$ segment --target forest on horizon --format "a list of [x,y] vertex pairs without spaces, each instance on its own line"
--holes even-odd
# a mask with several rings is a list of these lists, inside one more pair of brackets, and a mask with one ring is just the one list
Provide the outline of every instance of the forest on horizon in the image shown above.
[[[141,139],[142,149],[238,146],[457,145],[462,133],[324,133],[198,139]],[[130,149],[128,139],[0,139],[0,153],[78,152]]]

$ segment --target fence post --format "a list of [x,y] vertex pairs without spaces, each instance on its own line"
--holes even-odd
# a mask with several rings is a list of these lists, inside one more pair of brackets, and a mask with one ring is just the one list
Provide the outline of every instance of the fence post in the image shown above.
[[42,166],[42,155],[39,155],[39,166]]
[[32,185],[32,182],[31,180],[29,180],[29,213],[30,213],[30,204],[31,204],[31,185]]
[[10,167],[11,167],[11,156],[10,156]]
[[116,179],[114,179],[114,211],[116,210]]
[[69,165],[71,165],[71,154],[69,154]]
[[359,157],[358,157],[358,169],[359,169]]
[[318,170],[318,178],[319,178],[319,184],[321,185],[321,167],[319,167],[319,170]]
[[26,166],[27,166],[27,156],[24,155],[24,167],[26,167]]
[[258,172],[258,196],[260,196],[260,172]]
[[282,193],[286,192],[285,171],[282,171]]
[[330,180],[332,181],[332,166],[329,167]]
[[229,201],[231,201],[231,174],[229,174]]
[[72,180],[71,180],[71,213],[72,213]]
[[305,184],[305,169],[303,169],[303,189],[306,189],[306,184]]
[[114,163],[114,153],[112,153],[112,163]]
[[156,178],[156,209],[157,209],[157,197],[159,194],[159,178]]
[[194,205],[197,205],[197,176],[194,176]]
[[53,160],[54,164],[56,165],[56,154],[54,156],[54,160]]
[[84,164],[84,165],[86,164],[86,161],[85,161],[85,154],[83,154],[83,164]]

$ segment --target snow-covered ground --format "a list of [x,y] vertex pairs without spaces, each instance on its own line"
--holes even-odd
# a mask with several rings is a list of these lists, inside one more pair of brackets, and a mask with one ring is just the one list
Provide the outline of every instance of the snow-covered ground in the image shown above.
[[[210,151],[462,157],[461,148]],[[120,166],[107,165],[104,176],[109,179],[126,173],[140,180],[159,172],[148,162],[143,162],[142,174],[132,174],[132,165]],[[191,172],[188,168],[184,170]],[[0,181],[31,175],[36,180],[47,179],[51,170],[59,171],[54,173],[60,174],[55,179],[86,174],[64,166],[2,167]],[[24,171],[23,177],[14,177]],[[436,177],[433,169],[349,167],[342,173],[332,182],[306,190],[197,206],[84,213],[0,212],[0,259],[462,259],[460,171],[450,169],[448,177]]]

- _Task directions_
Reproduce the full listing exactly.

- _Response to this exercise_
$ segment --target forest on horizon --format "a list of [x,y] vertex pairs without spaces, each instance on its own line"
--holes even-odd
# a mask with several rings is a list of these lists, inside one more pair of brackets, and a mask with one ring is just the one list
Provide the outline of every instance of the forest on horizon in the image shown above.
[[[141,139],[142,149],[238,146],[457,145],[462,133],[324,133],[198,139]],[[130,149],[128,139],[0,139],[0,153],[78,152]]]

$ segment --target fence post --format "a list of [x,y] vertex pairs without spaces, each instance on its own line"
--holes even-odd
# a mask with several rings is a list of these lists, inside one more pair of brackets, and a mask with one ring is just the one list
Provide the outline of every instance of the fence post in the image shown above.
[[42,166],[42,155],[39,155],[39,166]]
[[32,185],[32,182],[31,180],[29,180],[29,213],[30,213],[30,204],[31,204],[31,185]]
[[10,167],[11,167],[11,156],[10,156]]
[[116,179],[114,179],[114,211],[116,210]]
[[69,165],[71,165],[71,154],[69,154]]
[[359,157],[358,157],[358,169],[359,169]]
[[318,170],[318,178],[319,178],[319,184],[321,185],[321,167],[319,167],[319,170]]
[[26,166],[27,166],[27,156],[24,155],[24,167],[26,167]]
[[258,172],[258,196],[260,196],[260,172]]
[[282,193],[286,192],[285,171],[282,171]]
[[330,180],[332,181],[332,166],[329,167]]
[[229,201],[231,201],[231,174],[229,174]]
[[72,180],[71,180],[71,213],[72,213]]
[[305,184],[305,169],[303,169],[303,189],[306,189],[306,184]]
[[114,163],[114,153],[112,153],[112,163]]
[[156,178],[156,209],[157,209],[157,197],[159,194],[159,178]]
[[194,205],[197,205],[197,176],[194,176]]
[[53,160],[54,164],[56,165],[56,154],[54,156],[54,160]]
[[84,164],[84,165],[86,164],[86,161],[85,161],[85,154],[83,154],[83,164]]

$ segment --target snow-covered ground --format "a list of [x,y] vertex pairs without spaces, each instance on its own line"
--holes even-odd
# a mask with several rings is a list of these lists, inside one more pair of brackets, and a mask with one ring is just the one list
Provide the outline of every instance of the snow-covered ground in the image shown above.
[[[210,151],[462,157],[461,148]],[[120,166],[107,165],[104,176],[109,179],[126,173],[140,180],[159,172],[148,162],[143,162],[142,174],[132,174],[132,165]],[[191,172],[188,168],[184,170]],[[0,181],[31,175],[36,180],[47,179],[51,170],[59,171],[54,173],[60,174],[55,179],[86,174],[64,166],[2,167]],[[24,171],[23,177],[14,177]],[[436,177],[433,169],[349,167],[342,173],[332,182],[306,190],[197,206],[84,213],[0,212],[0,259],[462,259],[460,171],[450,169],[448,177]]]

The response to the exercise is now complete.